### Task objective
Would you transcribe each entry exactly as it stands, omitting the pictures?

++++++++++

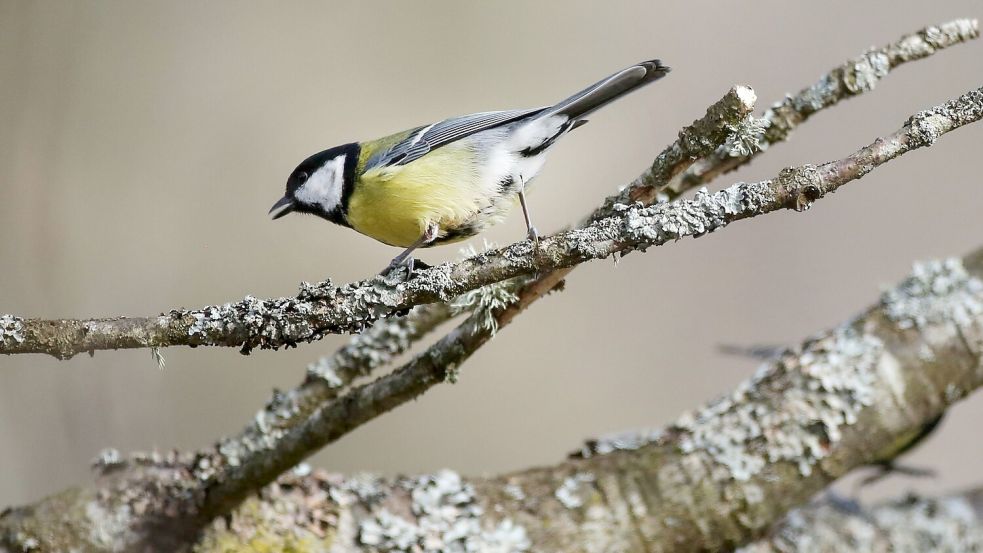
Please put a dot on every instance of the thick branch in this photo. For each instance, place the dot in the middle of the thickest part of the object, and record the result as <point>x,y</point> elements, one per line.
<point>324,308</point>
<point>671,175</point>
<point>911,524</point>
<point>850,79</point>
<point>718,478</point>
<point>240,465</point>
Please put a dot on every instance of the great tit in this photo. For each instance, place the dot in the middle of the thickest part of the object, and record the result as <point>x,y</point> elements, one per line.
<point>447,181</point>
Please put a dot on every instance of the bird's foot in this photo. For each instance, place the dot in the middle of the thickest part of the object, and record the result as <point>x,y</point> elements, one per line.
<point>408,263</point>
<point>399,264</point>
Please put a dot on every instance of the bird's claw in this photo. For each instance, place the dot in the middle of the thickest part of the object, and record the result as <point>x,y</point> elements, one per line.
<point>396,264</point>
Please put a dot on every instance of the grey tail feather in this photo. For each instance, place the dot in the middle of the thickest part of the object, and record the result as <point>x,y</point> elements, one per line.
<point>608,89</point>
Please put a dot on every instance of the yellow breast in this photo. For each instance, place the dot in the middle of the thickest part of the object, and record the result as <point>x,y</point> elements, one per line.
<point>396,204</point>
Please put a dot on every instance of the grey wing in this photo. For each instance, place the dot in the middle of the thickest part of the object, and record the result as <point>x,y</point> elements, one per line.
<point>431,137</point>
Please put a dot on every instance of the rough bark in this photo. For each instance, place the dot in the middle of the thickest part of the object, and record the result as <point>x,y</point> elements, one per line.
<point>719,477</point>
<point>324,308</point>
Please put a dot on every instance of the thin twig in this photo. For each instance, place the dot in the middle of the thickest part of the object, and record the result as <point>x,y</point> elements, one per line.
<point>717,478</point>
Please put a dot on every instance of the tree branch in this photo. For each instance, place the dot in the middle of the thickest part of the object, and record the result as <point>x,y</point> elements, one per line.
<point>850,79</point>
<point>914,524</point>
<point>668,181</point>
<point>325,309</point>
<point>292,431</point>
<point>718,478</point>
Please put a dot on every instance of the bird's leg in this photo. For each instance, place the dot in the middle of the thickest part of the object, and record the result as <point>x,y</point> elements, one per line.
<point>405,259</point>
<point>530,229</point>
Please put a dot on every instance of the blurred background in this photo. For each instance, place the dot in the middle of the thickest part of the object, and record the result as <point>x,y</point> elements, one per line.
<point>141,145</point>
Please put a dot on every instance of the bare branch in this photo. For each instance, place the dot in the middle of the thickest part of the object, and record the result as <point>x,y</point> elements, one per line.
<point>323,308</point>
<point>850,79</point>
<point>668,180</point>
<point>843,399</point>
<point>911,524</point>
<point>286,437</point>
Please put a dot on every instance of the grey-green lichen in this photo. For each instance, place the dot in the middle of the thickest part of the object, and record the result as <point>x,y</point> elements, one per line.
<point>822,390</point>
<point>11,329</point>
<point>911,525</point>
<point>622,441</point>
<point>862,73</point>
<point>746,137</point>
<point>935,292</point>
<point>444,517</point>
<point>574,490</point>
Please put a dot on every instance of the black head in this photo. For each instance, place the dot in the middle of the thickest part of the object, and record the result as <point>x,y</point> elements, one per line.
<point>321,185</point>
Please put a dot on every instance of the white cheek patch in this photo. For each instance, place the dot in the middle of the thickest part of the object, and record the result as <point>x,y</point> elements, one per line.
<point>537,131</point>
<point>324,187</point>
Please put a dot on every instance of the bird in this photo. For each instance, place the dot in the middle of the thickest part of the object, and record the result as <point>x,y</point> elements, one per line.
<point>447,181</point>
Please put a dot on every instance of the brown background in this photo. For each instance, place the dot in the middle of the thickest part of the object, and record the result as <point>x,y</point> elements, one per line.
<point>141,145</point>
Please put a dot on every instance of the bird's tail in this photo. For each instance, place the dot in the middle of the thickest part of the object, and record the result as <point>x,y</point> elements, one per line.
<point>608,90</point>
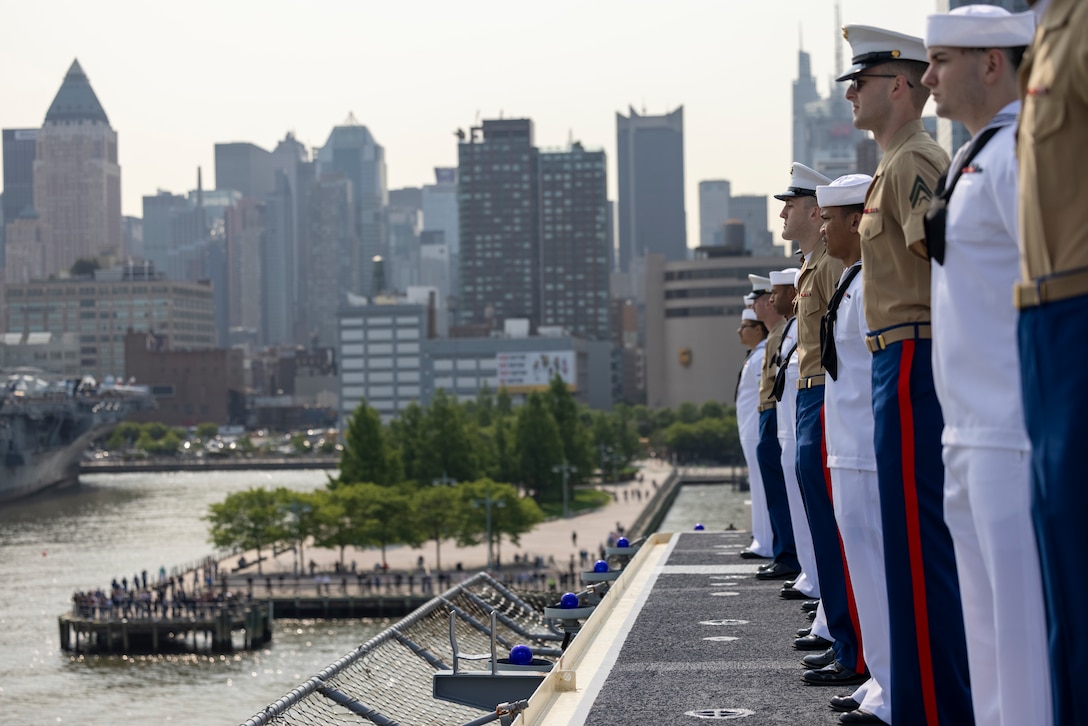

++++++++++

### Exercise result
Please put a dot on every instance of the thick branch in this photo. For each instance, place the dot in the middle of the thickest part of the object, and record the result as <point>x,y</point> elements, one per line.
<point>324,308</point>
<point>671,175</point>
<point>911,524</point>
<point>850,79</point>
<point>718,478</point>
<point>240,465</point>
Please put a dot on every instance of the great tit in this photo. For each instance, place the dot in the middle of the thickest part of the object, and record the result as <point>x,y</point> elements, one per line.
<point>447,181</point>
Please put a dot on every instance of the bird's foot in this photo. For each instance, place the dot in the middle of the thickest part of the object, and record the result as <point>x,y</point> elements, one per line.
<point>408,263</point>
<point>399,264</point>
Please put a dot on every instance of the bird's claw in this photo. For each instance, place the dot in the middle of the thickest part of the object, and record the result as <point>x,y</point> elements, one per line.
<point>396,264</point>
Please put a dot on every instance of the grey tail feather in this photo. For each instance, place the dot in the middle of the thickest part of the object, and record the result as <point>x,y</point> elements, one per line.
<point>608,89</point>
Please put a dot on every instance of the yellow breast in this photo. For each instance, place the dot in the middle of the thickest part of the object, and record the result as <point>x,y</point> elements, one per line.
<point>396,204</point>
Please put a dot on every instance of the grey wing in this photo. For each instance, place the dot in the middle of the thickest part of the object, and record the result as <point>x,y</point> elements, one per line.
<point>431,137</point>
Please put a dot on every instance of the rough bark in this photo. For each instance, place the dot in the middle of the thickest part of the object, and record the result as <point>x,y</point> elements, one per line.
<point>719,477</point>
<point>324,308</point>
Please put a dot on every instance of the thin twig in this photo. For each instance, place the dot in the middle of the thickest part of the object, and record the result as <point>x,y</point> elements, one per line.
<point>717,478</point>
Please put a dot on every instance of the tree branch in this photo. For each instance, place the dot in the middle of the thickest part of the object, and record the result as <point>x,y</point> elements, one per line.
<point>850,79</point>
<point>914,524</point>
<point>668,181</point>
<point>325,309</point>
<point>292,431</point>
<point>718,478</point>
Please put a dot on every instance of the bird's leg in this photo. For each instance, place the dot in the middle of the thickest part of the object, and record the result as <point>x,y</point> elements, one per line.
<point>405,259</point>
<point>530,229</point>
Please put a dot on every instance of the blurred background in this photo. For each instance, place the dot in the middle of the thickest part of the object, and record the result as <point>x,y</point> elements, one per line.
<point>141,145</point>
Please put a dot on every instance of the bare branch in this photo. For each instance, place the dot in the middle of the thickest part of the object, and record the result as <point>x,y</point> elements, one per line.
<point>323,308</point>
<point>850,79</point>
<point>668,180</point>
<point>843,399</point>
<point>911,524</point>
<point>286,437</point>
Please put a dot on every instance of the grey-green lichen in this photo. For each instance, place the dot in the middle of the thickest part of the object, and record the result as <point>x,y</point> elements, one per line.
<point>822,390</point>
<point>11,329</point>
<point>911,525</point>
<point>622,441</point>
<point>862,73</point>
<point>746,137</point>
<point>935,292</point>
<point>444,517</point>
<point>574,490</point>
Please put a dot on every instance of the black head in this photo. For each instance, place the dot in the middle of the thickest part of the object, and record the result as <point>x,y</point> elements, one per line.
<point>321,185</point>
Please put a dot on every instance of the white cheek patch in this photo. For each instance, place the dot in the middle of the thickest part of the object, and record the result as <point>x,y</point> elements, one per line.
<point>537,131</point>
<point>324,187</point>
Please put a dot on every instance of the bird in this photo. For each instance, place the dot in the middle of the thickest part of the object, and record the result as <point>x,y</point> elements, one per line.
<point>447,181</point>
Please put a dot on every instance of the brown background in this photo. For each instance, place the dot in the middle of the thickest part of the object, and record the result as <point>x,y</point> elements, one per line.
<point>141,145</point>
Please put a dot on every instance of the bird's tail in this photo. For each instance, place the dot in the middle of the thickest part of the object, and record the result as <point>x,y</point> elements, one per line.
<point>608,90</point>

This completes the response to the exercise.